### Given instruction
Extract each line of the data below verbatim, from the first line through the last, with nothing changed or left out.

>> BEGIN Records for this task

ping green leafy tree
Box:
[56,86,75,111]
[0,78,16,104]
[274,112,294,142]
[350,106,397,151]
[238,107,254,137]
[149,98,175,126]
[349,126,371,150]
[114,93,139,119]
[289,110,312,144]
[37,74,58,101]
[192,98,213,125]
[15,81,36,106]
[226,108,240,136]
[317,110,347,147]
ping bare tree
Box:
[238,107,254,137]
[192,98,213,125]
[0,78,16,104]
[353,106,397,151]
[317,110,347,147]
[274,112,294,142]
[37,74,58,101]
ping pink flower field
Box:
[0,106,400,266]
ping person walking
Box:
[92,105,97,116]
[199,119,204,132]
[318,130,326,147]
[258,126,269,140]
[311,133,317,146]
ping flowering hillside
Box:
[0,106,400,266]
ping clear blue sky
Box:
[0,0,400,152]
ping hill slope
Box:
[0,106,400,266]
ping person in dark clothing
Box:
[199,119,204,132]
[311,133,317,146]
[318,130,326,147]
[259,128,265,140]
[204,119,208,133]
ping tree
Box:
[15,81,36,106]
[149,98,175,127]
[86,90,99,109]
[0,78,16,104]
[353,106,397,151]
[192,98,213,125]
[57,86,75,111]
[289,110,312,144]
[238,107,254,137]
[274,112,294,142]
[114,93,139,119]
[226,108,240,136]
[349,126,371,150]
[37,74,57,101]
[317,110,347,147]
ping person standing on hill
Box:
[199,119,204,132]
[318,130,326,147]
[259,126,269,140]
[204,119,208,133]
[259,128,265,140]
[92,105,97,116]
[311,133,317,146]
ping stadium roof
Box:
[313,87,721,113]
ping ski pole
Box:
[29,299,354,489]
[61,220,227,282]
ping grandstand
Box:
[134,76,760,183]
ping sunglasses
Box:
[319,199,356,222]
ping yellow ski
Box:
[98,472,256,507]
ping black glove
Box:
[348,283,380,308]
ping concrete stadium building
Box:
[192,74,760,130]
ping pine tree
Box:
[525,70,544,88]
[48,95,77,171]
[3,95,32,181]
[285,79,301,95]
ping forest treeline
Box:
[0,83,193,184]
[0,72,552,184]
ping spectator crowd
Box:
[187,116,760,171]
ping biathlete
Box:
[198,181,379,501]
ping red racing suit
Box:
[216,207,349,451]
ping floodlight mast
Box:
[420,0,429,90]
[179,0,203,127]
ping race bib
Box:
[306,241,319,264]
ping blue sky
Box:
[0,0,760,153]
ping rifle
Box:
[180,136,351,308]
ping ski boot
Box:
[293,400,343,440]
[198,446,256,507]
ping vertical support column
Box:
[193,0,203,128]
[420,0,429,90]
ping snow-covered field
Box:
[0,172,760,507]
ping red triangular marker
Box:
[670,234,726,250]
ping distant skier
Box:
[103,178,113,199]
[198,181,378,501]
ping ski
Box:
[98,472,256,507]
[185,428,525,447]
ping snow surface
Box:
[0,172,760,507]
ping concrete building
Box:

>> END Records for this task

### Output for this task
ping green leafy tree
Box:
[56,86,75,111]
[0,78,16,104]
[274,112,294,142]
[350,106,397,151]
[238,107,254,137]
[149,98,175,126]
[349,126,371,150]
[114,93,139,119]
[289,110,312,144]
[37,74,58,101]
[192,98,213,125]
[15,81,36,106]
[226,108,240,136]
[317,110,347,147]
ping bare tree
Box:
[238,107,254,137]
[192,98,213,125]
[0,78,16,104]
[353,106,397,151]
[317,110,347,147]
[274,112,294,142]
[37,74,58,101]
ping pink flower field
Box:
[0,106,400,266]
ping person walking
Box:
[92,105,97,116]
[199,119,204,132]
[318,130,326,147]
[258,126,269,140]
[311,133,317,146]
ping flowering hillside
Box:
[0,106,400,266]
ping clear blue sky
Box:
[0,0,400,152]
ping hill slope
Box:
[0,106,400,266]
ping person in dark clothing
Box:
[199,119,204,132]
[311,133,317,146]
[318,130,326,147]
[259,128,265,140]
[204,119,208,133]
ping tree
Box:
[15,81,36,106]
[149,98,175,127]
[86,90,99,109]
[0,78,16,104]
[353,106,397,151]
[192,98,213,125]
[57,86,75,111]
[289,110,312,144]
[238,107,254,137]
[274,112,294,142]
[114,93,139,119]
[226,108,240,136]
[349,126,371,150]
[37,74,57,101]
[317,110,347,147]
ping person standing on hill
Box:
[199,119,204,132]
[318,130,326,147]
[259,126,269,140]
[204,119,208,133]
[259,128,265,140]
[92,105,97,116]
[311,133,317,146]
ping stadium roof
Box:
[313,87,721,113]
ping ski pole
Box:
[29,299,354,489]
[61,220,227,282]
ping grandstand
Box:
[134,76,760,183]
ping sunglasses
Box:
[319,199,356,222]
ping yellow ski
Box:
[98,472,256,507]
ping black glove
Box:
[348,283,380,308]
ping concrete stadium building
Box:
[192,74,760,130]
ping pine tree
Box:
[525,70,544,88]
[48,95,77,171]
[3,95,32,181]
[285,79,301,95]
ping forest treeline
Box:
[0,83,193,184]
[0,72,552,184]
ping spectator crowd
Box:
[187,116,760,171]
ping biathlete
Box:
[198,181,379,501]
ping red racing suit
Box:
[216,207,349,451]
ping floodlight mast
Box:
[420,0,429,90]
[179,0,203,127]
ping race bib
Box:
[306,241,319,264]
ping blue sky
Box:
[0,0,760,153]
ping rifle
Box:
[180,136,351,308]
ping ski boot
Box:
[293,400,343,440]
[198,446,256,507]
ping vertical support column
Box:
[193,0,203,128]
[420,0,429,90]
ping snow-covered field
Box:
[0,172,760,507]
ping red triangular marker
Box:
[670,234,726,250]
ping distant skier
Box:
[103,178,113,199]
[198,181,378,501]
ping ski
Box:
[98,472,256,507]
[185,428,525,447]
ping snow surface
Box:
[0,172,760,507]
ping concrete building
Box:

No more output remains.